[Written exercise 1] Give the entries again, starting at the line containing "put a marker on the person" and ending at the final line of the entries, with "marker" changed to "pin" and everything else left as it is.

[Extract]
Maple Tutorial 9:
Some Simple Maple Procedures

M.M. Yovanovich

TUTORIAL9.MWS

Some examples of simple Maple procedures.

> restart: with(plots):

> g1:= x->x^2; g2:= z->sqrt(z); g3:= (x,y)-> x^3 + sin(Pi/y);

> g1(5); g2(z); g3(2,3);

> g:= x-> [x^2, sqrt(1-x^3), sin(x/3), 1/sqrt(x)];

> g(2); evalf(%);

> hyp1:= proc(x,y) sqrt(sin(x)^2 + cos(y)^2) end:

> hyp1(2,2); simplify(%);

> absolute:= proc(x) abs(x) end:

> absolute(-3.5);

> f:= proc(k) option remember;
f(k-1) + cos(3^k*x)/2^k end:

> f(0):= cos(x):

> f(1); f(4);

> s:= proc(x,n) sum(sin(j*x), j = 1..n) end:

> s(x,4); s(Pi/6,6);

> eq1:= proc(Bi) x*BesselJ(1,x) - Bi*BesselJ(0,x) = 0 end:

> rt1:= proc(Bi) fsolve(eq1(Bi), x=0..2.45) end:

> rt1(1e-3); rt1(1.5); rt1(100);

> vals1:= [seq(rt1(10^j), j = -6..6)];

> h1:= proc(x) if x < 0 then x else x^2 fi end:

> h1(-3); h1(2);

Newton-Raphson Method.

[Input data]
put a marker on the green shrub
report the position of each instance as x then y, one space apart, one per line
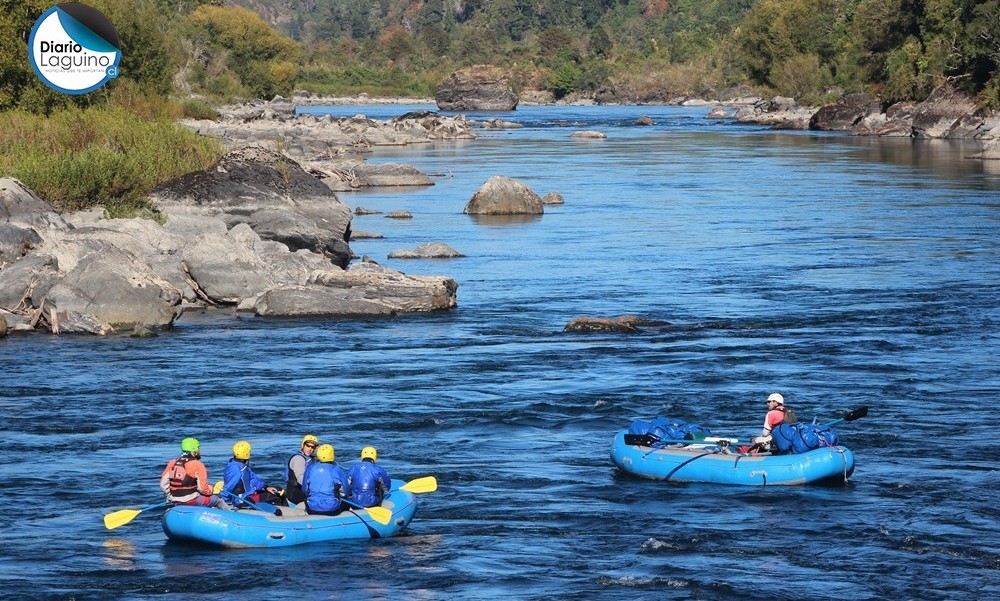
78 158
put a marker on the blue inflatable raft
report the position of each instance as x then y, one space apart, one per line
252 528
717 464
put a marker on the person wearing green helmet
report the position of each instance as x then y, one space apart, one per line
185 479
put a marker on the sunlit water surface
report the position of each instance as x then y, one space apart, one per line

[Written exercise 2] In the Maple procedures tutorial, what option does the recursive procedure f declare?

[Correct output 1]
put a pin on the person wearing green helmet
report the position of each instance as x then y, one space apart, one per line
185 479
put a pin on the sunlit water surface
report the position of each instance as x then y, one space apart, one per line

[Correct output 2] It declares option remember.